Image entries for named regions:
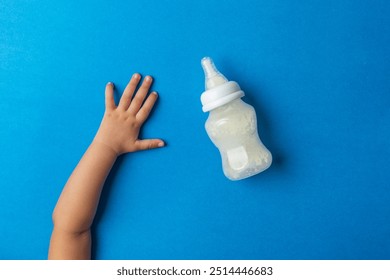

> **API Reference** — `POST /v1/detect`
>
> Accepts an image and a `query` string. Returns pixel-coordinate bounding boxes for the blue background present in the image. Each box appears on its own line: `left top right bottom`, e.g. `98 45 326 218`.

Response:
0 0 390 259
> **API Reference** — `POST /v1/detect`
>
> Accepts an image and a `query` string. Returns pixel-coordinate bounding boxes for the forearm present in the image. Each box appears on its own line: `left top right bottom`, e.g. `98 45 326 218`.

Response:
53 141 117 233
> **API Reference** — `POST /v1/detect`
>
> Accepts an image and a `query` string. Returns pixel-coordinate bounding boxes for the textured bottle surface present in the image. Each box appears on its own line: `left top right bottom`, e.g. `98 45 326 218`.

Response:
205 99 272 180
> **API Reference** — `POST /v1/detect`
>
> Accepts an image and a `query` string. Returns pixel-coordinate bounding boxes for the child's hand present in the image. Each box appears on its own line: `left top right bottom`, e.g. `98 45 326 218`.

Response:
94 73 164 156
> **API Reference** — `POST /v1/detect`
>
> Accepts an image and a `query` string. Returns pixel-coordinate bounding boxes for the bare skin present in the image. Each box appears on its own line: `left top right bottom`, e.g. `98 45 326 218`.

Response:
48 73 164 260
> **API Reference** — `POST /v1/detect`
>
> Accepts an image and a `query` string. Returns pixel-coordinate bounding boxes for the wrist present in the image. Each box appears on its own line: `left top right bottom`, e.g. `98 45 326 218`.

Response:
90 139 120 160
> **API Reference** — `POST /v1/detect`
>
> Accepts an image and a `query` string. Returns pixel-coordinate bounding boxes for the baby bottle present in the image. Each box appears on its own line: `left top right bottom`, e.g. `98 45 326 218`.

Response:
201 57 272 180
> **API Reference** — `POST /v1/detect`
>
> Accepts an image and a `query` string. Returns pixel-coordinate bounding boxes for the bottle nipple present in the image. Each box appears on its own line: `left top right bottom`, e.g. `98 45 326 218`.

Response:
201 57 228 90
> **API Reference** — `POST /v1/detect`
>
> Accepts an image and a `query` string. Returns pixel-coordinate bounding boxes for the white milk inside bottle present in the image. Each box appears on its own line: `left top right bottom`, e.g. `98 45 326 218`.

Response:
201 57 272 180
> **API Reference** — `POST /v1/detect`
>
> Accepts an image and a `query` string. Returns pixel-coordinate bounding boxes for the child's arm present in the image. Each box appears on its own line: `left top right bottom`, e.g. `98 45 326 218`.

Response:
49 74 164 259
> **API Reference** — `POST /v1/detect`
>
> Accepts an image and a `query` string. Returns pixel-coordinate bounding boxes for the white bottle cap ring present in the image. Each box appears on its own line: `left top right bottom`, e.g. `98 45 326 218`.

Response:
200 81 245 112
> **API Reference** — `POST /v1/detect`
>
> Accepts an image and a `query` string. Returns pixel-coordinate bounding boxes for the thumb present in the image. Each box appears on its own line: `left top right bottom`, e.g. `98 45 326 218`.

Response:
134 139 165 151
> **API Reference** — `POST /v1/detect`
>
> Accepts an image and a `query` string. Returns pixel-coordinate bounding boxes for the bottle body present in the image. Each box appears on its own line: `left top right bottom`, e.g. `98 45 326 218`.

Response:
205 98 272 180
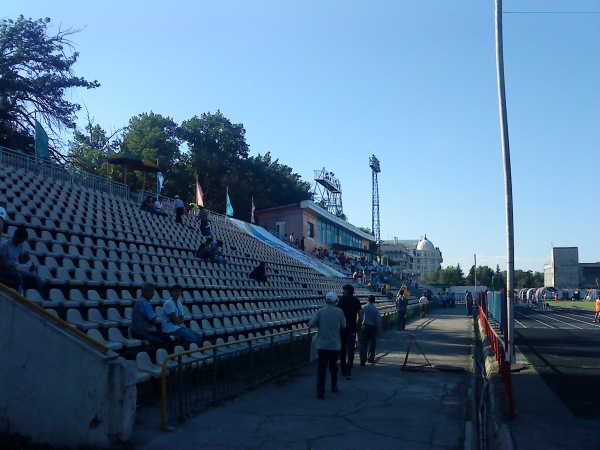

#### [Problem requirements]
Please output the material again line for line, from its very start through the line that contains "48 73 164 260", that line included. Leave the pictures out of your output.

#### [Reply]
> **API Reference** — `POST /v1/detect`
>
> Accepts an image and a `query` string. Returns pixel-coordinate bounding boxes for the blue background present in the image. Each box appears on its own line: `left top right bottom`, e.g. `98 45 326 218`.

Response:
0 0 390 259
> **API Reference** — `POST /v1/detect`
>
> Accepts an image and a `query` string. Returns pixel-coordinate bounding boxes for the forearm present in the image. Each box appears on its own line: `left top right bottom`, e.g. `98 45 326 218`.

Response:
53 141 117 233
> **API Reference** — `POST /v1/detect`
>
> Accepts an image and a `query` string. Returns pixel-coordinate bounding boxes for the textured bottle surface present in the image. Each box appears on its own line: `left top right bottom`, e.g. `98 45 326 218`.

Response:
205 99 272 180
> **API Reference** — `POST /v1/detect`
>
> Accepts an image and a `query` string. Returns pixel-coordinate bounding boxes for the child's hand present in the image. Each box appears on its own line: `left top right bottom`, e.g. `98 45 326 218`.

Response:
94 73 164 156
> **API Reference** — `POST /v1/detect`
>
> Accepts an image and a `query` string. Returns pixel-coordinate bounding boxes for the bare skin present in the image. Each box appears on its own line: `left top right bottom`, e.g. `98 45 326 218`.

Response:
48 73 164 260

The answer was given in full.